→ **EXERCISE**:
Since only part of the material is needed, please repeat exactly the line that includes "# test: for every instance of the cave" and every line after it, up to the last.

◆ ◆ ◆ ◆

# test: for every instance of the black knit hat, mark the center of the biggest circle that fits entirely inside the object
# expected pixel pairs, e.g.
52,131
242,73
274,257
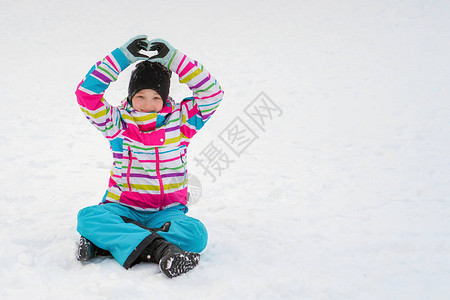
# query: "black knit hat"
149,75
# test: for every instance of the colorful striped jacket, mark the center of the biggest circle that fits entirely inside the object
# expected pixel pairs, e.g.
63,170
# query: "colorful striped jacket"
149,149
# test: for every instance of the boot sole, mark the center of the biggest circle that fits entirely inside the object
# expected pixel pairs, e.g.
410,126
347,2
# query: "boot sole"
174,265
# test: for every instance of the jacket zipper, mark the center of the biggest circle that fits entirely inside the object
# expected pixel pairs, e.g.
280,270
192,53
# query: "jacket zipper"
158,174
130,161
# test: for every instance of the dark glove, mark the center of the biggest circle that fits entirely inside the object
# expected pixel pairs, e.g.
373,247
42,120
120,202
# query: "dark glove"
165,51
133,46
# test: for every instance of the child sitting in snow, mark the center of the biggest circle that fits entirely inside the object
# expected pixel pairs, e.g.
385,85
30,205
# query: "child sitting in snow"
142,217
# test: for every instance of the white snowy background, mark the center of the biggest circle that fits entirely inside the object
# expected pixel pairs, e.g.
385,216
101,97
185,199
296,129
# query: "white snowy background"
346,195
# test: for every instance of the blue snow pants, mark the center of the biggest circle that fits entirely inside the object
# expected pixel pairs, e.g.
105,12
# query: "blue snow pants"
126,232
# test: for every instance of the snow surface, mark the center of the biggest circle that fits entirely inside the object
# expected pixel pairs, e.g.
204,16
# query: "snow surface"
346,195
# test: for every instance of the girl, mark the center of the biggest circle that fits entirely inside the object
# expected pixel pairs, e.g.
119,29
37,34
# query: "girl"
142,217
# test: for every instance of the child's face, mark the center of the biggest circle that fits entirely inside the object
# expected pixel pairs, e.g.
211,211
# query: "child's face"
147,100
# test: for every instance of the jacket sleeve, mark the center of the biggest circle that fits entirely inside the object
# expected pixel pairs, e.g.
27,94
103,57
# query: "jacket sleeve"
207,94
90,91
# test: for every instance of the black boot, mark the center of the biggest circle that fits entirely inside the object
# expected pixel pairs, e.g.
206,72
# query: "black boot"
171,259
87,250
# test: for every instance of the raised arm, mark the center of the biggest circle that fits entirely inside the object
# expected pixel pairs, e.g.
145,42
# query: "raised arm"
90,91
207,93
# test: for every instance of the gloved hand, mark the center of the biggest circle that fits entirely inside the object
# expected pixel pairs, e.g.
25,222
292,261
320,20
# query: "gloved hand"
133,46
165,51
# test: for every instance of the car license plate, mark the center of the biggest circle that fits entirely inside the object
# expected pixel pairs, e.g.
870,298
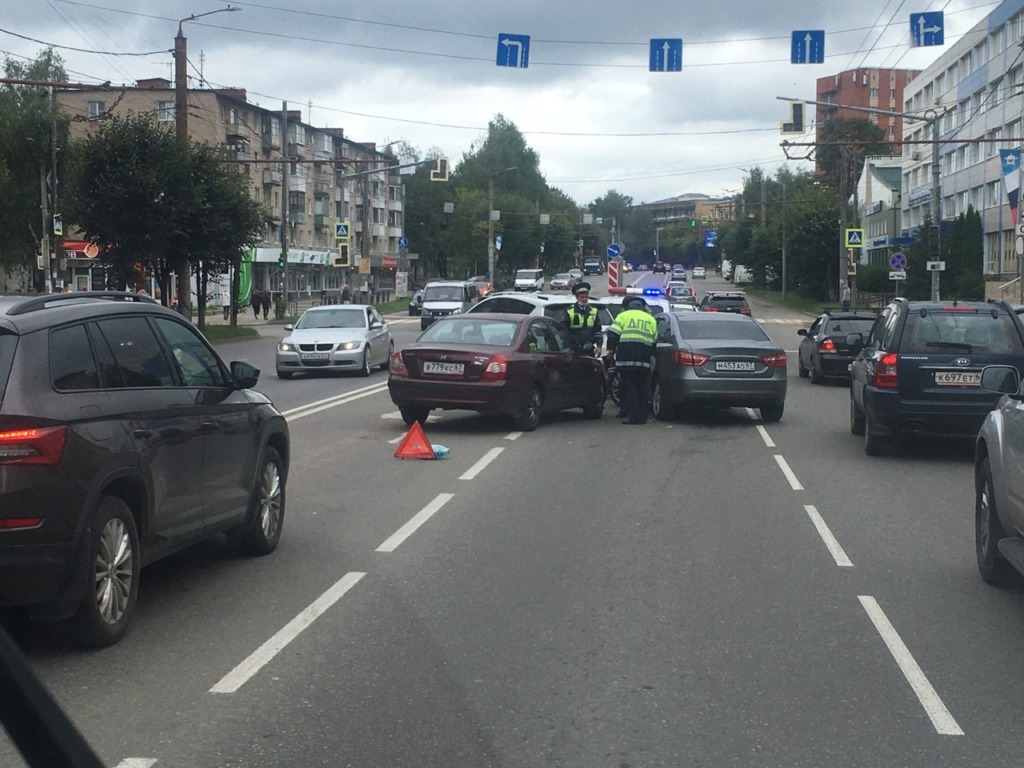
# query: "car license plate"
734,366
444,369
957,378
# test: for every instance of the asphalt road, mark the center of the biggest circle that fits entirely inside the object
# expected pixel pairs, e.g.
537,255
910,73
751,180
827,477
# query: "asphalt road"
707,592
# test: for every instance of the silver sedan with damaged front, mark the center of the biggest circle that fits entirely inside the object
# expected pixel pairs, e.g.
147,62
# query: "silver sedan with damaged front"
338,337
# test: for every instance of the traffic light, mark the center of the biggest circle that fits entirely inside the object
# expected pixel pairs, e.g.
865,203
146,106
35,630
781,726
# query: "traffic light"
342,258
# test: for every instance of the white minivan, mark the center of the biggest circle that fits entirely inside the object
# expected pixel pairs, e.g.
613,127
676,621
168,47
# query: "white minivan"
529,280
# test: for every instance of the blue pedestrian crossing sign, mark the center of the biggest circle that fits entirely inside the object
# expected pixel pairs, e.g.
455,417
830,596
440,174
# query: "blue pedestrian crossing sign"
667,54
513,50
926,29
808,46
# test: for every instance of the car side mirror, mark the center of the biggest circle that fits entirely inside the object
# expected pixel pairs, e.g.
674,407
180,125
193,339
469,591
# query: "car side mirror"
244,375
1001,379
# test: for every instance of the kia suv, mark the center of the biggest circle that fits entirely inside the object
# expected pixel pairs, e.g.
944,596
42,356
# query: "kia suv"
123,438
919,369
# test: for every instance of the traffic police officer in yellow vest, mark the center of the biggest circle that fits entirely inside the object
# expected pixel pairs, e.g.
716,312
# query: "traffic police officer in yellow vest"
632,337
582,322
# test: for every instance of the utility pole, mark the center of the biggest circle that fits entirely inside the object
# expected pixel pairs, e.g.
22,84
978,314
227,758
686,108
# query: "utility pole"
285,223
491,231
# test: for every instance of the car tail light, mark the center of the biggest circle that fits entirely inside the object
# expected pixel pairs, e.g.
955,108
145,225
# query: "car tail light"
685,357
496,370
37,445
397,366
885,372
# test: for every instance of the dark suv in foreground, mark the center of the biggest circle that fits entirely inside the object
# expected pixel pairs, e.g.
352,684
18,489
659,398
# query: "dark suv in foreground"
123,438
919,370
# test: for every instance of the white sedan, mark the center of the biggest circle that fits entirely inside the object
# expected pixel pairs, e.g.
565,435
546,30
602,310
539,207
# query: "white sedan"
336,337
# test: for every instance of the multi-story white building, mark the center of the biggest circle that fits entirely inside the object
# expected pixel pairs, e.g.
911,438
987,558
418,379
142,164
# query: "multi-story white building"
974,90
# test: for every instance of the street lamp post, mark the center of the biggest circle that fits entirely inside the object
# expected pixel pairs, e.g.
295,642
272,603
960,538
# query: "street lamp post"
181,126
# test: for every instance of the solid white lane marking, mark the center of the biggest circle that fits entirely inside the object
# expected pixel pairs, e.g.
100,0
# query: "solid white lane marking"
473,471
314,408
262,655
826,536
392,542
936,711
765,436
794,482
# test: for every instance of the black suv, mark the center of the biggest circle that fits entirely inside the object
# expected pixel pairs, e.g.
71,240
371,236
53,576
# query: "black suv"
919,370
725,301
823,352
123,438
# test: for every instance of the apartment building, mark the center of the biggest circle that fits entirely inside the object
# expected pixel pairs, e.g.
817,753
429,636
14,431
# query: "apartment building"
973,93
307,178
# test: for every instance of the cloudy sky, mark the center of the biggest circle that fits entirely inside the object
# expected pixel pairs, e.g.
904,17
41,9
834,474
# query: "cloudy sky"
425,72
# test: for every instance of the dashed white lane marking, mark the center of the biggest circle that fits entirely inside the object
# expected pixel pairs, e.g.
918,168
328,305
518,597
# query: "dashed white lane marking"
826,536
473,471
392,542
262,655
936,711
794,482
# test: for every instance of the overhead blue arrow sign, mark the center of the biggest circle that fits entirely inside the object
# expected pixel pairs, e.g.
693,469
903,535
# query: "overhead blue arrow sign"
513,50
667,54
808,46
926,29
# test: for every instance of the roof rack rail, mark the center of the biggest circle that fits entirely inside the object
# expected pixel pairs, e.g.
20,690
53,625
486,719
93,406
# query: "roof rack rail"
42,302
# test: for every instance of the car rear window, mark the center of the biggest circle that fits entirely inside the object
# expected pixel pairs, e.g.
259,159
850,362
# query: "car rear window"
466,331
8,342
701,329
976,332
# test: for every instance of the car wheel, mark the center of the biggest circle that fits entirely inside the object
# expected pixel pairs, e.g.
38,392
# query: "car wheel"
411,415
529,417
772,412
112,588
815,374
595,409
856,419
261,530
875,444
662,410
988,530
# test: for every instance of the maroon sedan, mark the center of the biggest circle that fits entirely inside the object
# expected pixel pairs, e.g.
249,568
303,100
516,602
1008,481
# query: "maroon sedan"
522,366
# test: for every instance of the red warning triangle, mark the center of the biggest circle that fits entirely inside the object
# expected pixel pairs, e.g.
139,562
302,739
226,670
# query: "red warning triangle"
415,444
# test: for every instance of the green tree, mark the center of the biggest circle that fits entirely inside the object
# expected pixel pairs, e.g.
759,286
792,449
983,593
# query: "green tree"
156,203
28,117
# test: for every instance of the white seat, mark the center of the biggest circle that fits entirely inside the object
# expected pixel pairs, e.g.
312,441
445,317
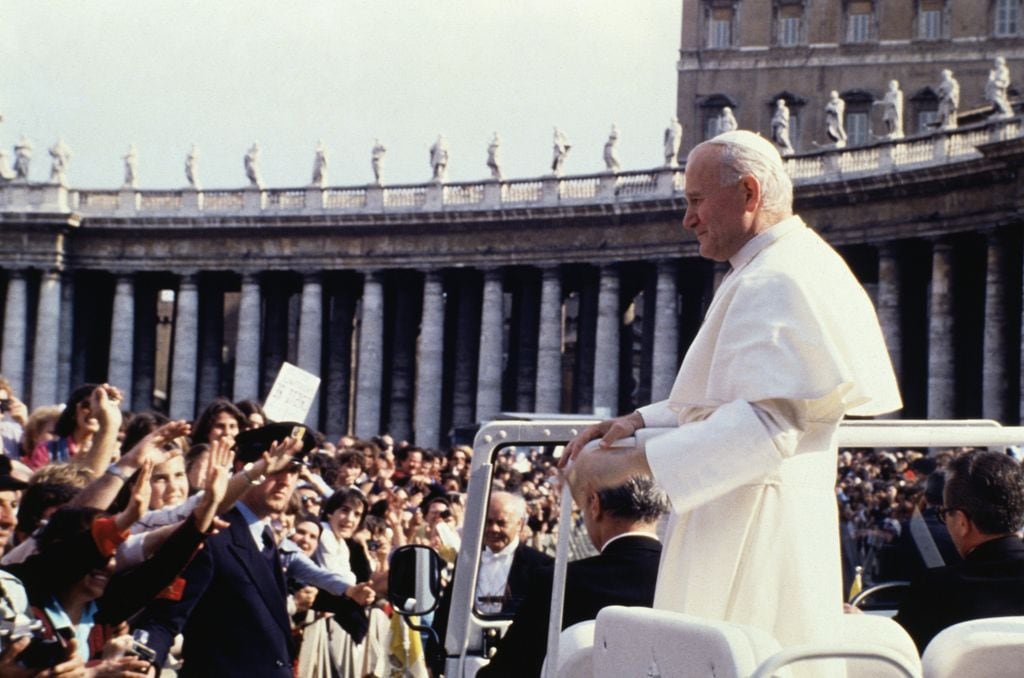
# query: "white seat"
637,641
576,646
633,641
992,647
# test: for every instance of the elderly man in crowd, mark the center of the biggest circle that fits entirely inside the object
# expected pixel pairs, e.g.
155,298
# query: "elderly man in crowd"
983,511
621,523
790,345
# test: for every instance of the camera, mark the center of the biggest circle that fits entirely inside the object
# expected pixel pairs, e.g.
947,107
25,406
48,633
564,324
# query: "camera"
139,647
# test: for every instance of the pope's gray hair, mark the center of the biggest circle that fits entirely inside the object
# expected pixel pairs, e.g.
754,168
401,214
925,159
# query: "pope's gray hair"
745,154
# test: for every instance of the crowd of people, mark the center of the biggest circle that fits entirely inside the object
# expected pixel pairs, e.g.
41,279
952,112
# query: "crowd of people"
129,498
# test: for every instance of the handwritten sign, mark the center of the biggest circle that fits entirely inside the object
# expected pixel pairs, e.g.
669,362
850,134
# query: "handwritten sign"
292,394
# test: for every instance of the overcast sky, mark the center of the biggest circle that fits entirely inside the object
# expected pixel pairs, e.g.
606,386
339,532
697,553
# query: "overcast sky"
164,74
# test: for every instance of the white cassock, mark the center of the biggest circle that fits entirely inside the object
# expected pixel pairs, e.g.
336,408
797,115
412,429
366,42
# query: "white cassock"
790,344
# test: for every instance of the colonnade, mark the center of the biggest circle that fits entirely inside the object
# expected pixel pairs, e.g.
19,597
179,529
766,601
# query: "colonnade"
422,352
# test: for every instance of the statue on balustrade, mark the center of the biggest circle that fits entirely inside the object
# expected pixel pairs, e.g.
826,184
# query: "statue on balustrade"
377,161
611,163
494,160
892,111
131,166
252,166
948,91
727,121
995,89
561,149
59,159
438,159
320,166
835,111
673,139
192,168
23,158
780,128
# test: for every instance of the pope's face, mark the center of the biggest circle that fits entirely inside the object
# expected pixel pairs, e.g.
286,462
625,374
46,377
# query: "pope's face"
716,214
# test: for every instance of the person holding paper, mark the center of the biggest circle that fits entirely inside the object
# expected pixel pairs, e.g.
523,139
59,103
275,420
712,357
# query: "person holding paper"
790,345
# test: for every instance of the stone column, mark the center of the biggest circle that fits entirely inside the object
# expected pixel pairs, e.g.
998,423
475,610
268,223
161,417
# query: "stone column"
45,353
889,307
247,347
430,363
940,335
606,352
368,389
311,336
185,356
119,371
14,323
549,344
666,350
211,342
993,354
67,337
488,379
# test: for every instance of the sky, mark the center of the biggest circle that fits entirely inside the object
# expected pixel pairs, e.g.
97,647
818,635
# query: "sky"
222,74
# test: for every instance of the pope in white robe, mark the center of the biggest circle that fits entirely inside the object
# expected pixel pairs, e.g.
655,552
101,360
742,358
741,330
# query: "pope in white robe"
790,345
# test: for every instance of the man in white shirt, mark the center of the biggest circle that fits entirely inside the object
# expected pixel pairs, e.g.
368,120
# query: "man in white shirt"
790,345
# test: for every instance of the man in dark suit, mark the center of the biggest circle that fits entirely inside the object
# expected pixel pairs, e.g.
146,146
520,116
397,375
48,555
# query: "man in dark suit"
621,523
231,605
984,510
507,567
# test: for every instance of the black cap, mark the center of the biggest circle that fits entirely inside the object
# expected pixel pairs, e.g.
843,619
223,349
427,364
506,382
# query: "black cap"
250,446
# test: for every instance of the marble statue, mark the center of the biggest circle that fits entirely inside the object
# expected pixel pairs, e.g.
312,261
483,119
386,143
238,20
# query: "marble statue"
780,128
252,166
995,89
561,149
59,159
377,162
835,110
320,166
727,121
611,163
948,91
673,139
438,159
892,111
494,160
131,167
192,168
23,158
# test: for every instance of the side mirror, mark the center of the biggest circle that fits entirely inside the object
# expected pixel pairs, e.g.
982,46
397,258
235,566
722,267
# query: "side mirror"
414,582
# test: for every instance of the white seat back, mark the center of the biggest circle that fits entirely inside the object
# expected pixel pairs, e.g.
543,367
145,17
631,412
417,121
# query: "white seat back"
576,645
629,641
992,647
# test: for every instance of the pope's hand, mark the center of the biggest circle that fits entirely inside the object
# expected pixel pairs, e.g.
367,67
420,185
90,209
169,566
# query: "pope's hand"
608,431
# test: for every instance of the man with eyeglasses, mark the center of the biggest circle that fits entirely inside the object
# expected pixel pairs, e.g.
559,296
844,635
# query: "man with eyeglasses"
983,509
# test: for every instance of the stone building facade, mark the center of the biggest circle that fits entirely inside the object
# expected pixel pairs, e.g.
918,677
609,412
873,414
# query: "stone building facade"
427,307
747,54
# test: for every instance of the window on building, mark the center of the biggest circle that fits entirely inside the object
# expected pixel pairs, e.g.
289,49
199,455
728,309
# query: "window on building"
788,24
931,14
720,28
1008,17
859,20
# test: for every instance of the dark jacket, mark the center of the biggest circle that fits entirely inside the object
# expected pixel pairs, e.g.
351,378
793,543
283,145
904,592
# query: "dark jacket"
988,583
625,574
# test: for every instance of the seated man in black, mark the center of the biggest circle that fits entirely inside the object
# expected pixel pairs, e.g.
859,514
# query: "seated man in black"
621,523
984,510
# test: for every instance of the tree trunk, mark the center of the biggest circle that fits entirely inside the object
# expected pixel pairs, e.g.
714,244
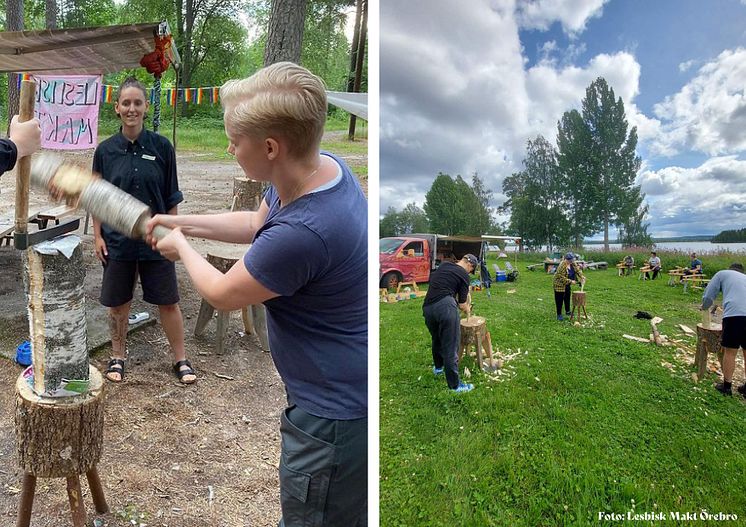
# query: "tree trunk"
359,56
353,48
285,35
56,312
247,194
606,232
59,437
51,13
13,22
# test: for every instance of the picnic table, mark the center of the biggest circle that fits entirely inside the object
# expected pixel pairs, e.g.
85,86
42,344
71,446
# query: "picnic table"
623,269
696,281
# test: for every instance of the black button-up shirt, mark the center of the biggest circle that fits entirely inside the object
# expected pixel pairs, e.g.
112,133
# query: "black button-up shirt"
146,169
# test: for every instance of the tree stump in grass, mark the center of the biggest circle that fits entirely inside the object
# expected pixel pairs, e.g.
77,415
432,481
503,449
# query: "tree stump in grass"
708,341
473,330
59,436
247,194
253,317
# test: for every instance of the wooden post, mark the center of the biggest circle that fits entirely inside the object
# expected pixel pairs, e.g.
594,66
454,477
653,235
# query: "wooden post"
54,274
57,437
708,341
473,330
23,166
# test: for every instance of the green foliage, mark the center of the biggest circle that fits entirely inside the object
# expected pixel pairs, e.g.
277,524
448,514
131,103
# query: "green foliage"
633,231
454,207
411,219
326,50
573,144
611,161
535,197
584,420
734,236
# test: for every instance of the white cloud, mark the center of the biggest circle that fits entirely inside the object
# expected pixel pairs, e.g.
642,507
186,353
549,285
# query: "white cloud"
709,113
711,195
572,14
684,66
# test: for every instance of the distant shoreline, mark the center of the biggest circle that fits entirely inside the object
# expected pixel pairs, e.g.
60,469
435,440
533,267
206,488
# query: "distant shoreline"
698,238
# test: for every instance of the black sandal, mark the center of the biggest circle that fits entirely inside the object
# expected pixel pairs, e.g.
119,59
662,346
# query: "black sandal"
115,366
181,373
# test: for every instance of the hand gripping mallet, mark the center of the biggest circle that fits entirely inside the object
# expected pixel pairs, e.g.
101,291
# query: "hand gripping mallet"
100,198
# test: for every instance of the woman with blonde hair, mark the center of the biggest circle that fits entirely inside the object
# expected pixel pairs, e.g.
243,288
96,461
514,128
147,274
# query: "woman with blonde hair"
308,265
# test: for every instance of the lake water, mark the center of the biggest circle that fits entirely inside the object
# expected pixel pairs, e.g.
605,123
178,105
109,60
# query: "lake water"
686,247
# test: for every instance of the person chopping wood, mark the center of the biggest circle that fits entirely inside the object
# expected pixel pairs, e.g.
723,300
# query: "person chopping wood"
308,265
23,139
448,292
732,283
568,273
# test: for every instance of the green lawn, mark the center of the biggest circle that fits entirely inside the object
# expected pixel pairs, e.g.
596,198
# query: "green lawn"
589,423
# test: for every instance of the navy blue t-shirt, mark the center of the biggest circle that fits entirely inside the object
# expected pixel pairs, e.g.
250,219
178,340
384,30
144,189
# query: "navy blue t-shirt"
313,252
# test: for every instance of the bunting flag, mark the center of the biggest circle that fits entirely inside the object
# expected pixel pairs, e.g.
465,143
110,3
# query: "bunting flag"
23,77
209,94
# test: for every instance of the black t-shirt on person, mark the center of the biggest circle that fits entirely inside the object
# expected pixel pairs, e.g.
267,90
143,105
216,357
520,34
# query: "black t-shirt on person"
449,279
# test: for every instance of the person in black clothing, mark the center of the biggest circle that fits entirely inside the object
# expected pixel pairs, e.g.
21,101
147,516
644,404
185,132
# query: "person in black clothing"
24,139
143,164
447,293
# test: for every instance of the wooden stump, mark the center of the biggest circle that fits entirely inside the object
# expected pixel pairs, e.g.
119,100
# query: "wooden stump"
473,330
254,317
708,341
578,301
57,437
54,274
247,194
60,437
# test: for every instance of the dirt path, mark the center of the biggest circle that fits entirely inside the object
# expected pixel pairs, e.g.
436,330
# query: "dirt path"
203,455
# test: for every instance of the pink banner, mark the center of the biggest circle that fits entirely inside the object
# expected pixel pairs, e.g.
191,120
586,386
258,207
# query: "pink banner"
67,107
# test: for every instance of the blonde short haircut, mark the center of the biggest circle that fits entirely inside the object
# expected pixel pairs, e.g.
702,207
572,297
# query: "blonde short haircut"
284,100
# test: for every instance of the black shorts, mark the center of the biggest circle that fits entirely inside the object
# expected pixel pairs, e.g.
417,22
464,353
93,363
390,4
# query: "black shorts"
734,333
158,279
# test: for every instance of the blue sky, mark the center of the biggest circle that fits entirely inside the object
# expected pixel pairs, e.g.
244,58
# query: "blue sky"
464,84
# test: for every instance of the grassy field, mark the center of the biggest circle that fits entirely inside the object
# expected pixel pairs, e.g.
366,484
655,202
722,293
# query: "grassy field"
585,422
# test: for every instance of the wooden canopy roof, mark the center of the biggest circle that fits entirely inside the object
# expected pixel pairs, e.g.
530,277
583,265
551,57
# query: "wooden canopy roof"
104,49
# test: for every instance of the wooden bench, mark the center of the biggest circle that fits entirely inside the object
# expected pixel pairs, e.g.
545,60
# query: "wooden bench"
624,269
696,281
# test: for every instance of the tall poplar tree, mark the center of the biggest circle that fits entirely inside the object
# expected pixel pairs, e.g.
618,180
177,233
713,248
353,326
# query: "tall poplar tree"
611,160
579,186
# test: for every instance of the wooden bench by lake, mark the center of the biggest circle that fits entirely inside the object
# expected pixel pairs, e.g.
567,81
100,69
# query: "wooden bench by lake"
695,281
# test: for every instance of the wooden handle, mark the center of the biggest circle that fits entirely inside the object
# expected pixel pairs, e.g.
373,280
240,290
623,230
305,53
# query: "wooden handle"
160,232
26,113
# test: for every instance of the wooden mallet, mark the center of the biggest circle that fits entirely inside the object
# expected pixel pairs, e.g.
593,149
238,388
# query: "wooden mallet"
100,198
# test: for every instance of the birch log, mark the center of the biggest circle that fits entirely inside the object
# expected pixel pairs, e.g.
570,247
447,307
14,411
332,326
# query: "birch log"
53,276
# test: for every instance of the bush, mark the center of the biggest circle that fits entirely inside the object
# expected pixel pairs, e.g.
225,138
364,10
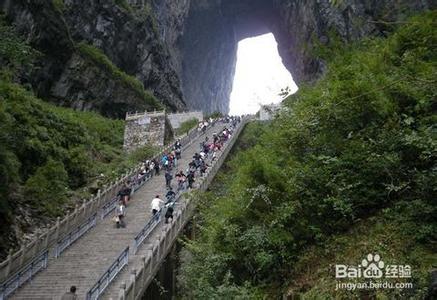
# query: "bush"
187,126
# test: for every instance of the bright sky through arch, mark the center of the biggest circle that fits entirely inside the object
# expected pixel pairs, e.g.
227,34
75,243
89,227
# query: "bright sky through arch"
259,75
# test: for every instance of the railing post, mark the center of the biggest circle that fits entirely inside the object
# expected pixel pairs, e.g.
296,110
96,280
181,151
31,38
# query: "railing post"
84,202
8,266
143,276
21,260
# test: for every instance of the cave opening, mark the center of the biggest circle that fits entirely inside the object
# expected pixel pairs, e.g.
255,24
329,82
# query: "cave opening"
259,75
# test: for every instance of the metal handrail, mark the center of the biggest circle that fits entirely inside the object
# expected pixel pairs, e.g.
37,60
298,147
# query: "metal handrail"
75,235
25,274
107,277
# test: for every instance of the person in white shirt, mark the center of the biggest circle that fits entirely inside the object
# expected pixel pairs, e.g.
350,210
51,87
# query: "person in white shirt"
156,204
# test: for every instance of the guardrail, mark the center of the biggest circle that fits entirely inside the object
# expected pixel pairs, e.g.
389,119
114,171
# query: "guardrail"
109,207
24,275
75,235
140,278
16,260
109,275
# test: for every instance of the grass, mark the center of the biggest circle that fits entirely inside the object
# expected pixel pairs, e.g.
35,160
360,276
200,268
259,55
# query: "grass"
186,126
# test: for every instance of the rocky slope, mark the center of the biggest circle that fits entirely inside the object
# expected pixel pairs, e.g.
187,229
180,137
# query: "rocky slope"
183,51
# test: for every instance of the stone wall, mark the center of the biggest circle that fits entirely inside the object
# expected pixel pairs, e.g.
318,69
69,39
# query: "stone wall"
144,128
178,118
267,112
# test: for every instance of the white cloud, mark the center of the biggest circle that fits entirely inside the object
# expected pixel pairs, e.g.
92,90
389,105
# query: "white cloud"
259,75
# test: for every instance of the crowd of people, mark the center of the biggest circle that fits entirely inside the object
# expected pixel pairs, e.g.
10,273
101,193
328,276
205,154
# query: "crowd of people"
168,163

◆ ◆ ◆ ◆

→ **EXERCISE RESPONSE**:
# test: for every instance of the cave opening, mark the center of the biggest circle that fits entirely inside the object
# expected pixel pairs, e.g.
255,24
329,82
# query: "cave opening"
259,75
# test: for every instance of the metal handrail, mark the center of the biggest circle that fits entirely inside the object
# expected pixel pairs, e.g.
37,60
298,147
# query: "metal handrail"
75,235
25,274
107,277
# test: for every instance of the person in white shirt, mark the center of the biggest circle that fits entirely inside the object
# expected pixel pairs, e.g.
350,210
51,87
# query: "person in white shirt"
156,204
# test: for every instance of the guardrail, mark the center of the biggest circle that fits entirely inside the object
# expected pixel pairs, e.g.
389,119
114,171
# query: "guardrail"
109,207
24,275
75,235
140,278
16,260
109,275
# test: for every instance of the grass, mark the center of the biggest circle that fits entirely inside the object
# expected pixel pairs, e.g.
35,160
360,276
200,268
259,55
# query: "grass"
186,126
# test: for every instance of the rocky slope, mark the center of the biggest circle that fits entirely inside the object
# expected pixel pairs, e.g.
187,229
180,137
# query: "rocky slope"
183,51
# test: for every instance of the stone wall, mark the center of the biggest circle that fits entirely inside the object
# expected pixel pairs, e.g.
318,69
69,39
# query: "stone wall"
144,128
178,118
267,112
# test: for every instance of the white cloud, mark the center of the biggest circle that fits entirely inside the object
# expected pixel pairs, e.g.
92,90
389,105
# query: "white cloud"
259,75
# test: for every instance of the crowd of people, mark the center of the biggest circle that fits entirely inside the object
# expected pixel pairs, e.g.
10,273
101,193
328,276
205,154
# query: "crowd of people"
168,163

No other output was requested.